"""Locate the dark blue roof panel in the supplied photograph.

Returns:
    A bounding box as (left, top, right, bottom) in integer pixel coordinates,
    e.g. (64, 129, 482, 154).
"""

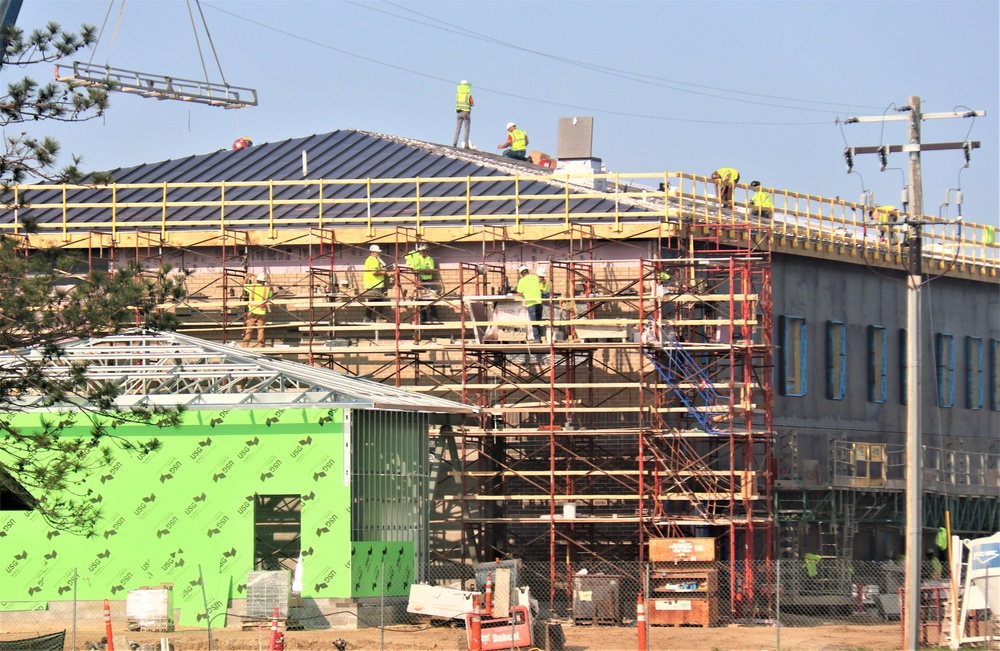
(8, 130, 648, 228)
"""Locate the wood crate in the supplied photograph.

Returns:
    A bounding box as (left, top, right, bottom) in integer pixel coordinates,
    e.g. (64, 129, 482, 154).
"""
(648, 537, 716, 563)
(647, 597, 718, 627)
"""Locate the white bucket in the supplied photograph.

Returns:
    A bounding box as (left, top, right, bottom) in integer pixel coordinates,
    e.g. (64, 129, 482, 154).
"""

**What you have to do:**
Although the entries contain pictures, copy everything else in them exactly.

**Exercise result:**
"""Locate the dark blue roof panel in the supplied photograph.

Returns:
    A bounding box as (left, top, right, bottom) in integer pixel coordinates,
    e.g. (64, 129, 482, 154).
"""

(8, 130, 648, 228)
"""Locate the wood crate in the supplied photograph.

Returns:
    A bounding box as (left, top, right, bottom) in integer pixel coordinates,
    e.g. (64, 129, 482, 154).
"""
(648, 537, 716, 563)
(647, 597, 718, 627)
"""Locate the white bucket in the supplied photograph.

Returns:
    A bounding box as (left, top, right, bottom) in integer pixel coordinates,
    e.g. (64, 129, 482, 154).
"""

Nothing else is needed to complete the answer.